Objective – Return every line of the rows below that contains the string "koala", treating uppercase and lowercase letters as different.

Data for this task –
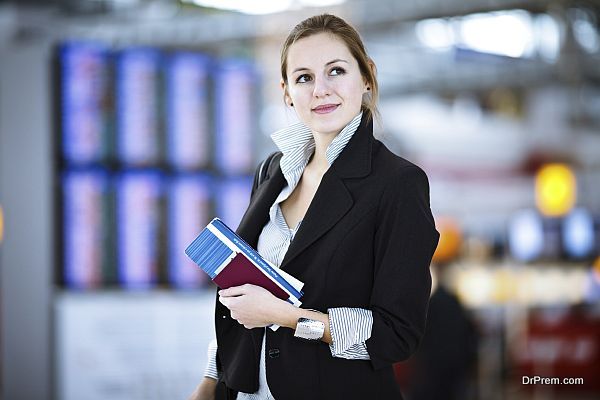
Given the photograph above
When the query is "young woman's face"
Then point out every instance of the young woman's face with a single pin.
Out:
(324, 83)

--

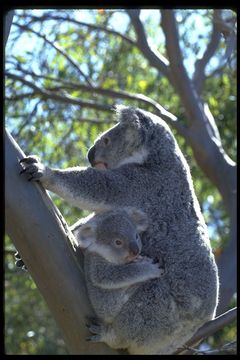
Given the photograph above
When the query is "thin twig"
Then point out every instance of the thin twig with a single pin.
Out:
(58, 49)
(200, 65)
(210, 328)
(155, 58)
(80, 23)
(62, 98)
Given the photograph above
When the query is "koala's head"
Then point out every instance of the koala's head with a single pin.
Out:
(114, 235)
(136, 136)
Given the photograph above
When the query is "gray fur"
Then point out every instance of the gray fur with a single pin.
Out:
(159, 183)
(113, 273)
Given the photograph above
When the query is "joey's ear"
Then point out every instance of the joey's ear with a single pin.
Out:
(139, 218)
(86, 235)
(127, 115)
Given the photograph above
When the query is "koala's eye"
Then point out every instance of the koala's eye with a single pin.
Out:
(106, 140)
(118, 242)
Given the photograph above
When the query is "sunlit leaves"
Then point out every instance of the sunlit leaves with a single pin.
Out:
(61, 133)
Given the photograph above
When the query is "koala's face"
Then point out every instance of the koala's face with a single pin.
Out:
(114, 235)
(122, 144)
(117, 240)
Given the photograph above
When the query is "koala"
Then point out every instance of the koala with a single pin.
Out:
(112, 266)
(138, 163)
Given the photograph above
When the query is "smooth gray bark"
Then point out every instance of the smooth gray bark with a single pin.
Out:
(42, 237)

Result of this task –
When the query is "koala's head"
Then point out every instance of the koala's head with a single pin.
When the query is "koala's eye"
Then point out every instance of the koala's eye with a single pin.
When the query is "koala's face"
Then point out every instance of the koala's face with a single pin.
When the query is "koala"
Then point out every instance of the koala with a single pin.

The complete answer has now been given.